▶ _WHAT IS NEEDED_: Can you copy the open letter from the words "An open letter" through the words "classified pug information.", replacing "lunch" with "dinner"?

▶ _DOCUMENT SECTION_:
◆ ◆ ◆
I'd like to wish Bobby and Gracie a lasting, happy marriage. Some would say that the odds are against them, having married so young. But I think these two crazy kids just may pull it off, God willing.

Thursday, November 03, 2005

An open letter to Mohamed ElBaradei

Mohamed ElBaradei
Director General
International Atomic Energy Agency
P.O. Box 100
Wagramer Strasse 5, A-1400
Vienna, Austria

Mr. ElBaradei,

When I accepted your recent invitation for lunch, I assumed that it would be a cordial meeting. I thought that you would want to tell me privately what you have refused to say publicly -- that the Nobel committee had made a huge mistake in selecting you and your inept inspectors over me for this year's peace prize. So imagine my surprise when you made no mention of your undeserved award and instead insisted that I reveal to you classified pug information.
◆ ◆ ◆
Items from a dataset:
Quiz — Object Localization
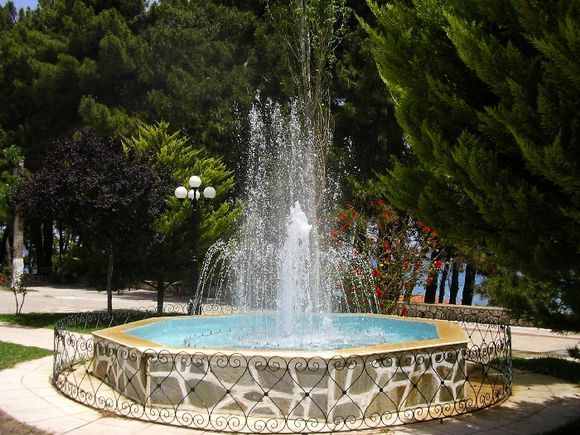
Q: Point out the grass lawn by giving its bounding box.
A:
[0,341,52,370]
[513,357,580,435]
[0,341,52,435]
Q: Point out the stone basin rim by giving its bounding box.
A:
[92,313,469,359]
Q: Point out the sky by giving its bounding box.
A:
[0,0,38,9]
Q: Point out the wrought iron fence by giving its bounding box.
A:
[53,305,512,433]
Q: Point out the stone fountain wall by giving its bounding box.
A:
[91,339,466,421]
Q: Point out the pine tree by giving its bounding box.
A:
[366,0,580,328]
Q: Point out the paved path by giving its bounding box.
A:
[0,287,580,435]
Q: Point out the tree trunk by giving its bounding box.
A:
[461,263,476,305]
[437,257,449,304]
[425,272,439,304]
[0,225,10,264]
[10,212,24,287]
[107,248,115,315]
[155,281,165,314]
[449,260,459,305]
[41,221,54,275]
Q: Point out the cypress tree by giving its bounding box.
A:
[366,0,580,328]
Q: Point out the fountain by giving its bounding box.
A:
[81,102,478,432]
[53,96,511,433]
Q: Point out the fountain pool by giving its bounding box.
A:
◆ ◆ ◆
▶ _WRITTEN ANSWER_:
An open letter to Mohamed ElBaradei

Mohamed ElBaradei
Director General
International Atomic Energy Agency
P.O. Box 100
Wagramer Strasse 5, A-1400
Vienna, Austria

Mr. ElBaradei,

When I accepted your recent invitation for dinner, I assumed that it would be a cordial meeting. I thought that you would want to tell me privately what you have refused to say publicly -- that the Nobel committee had made a huge mistake in selecting you and your inept inspectors over me for this year's peace prize. So imagine my surprise when you made no mention of your undeserved award and instead insisted that I reveal to you classified pug information.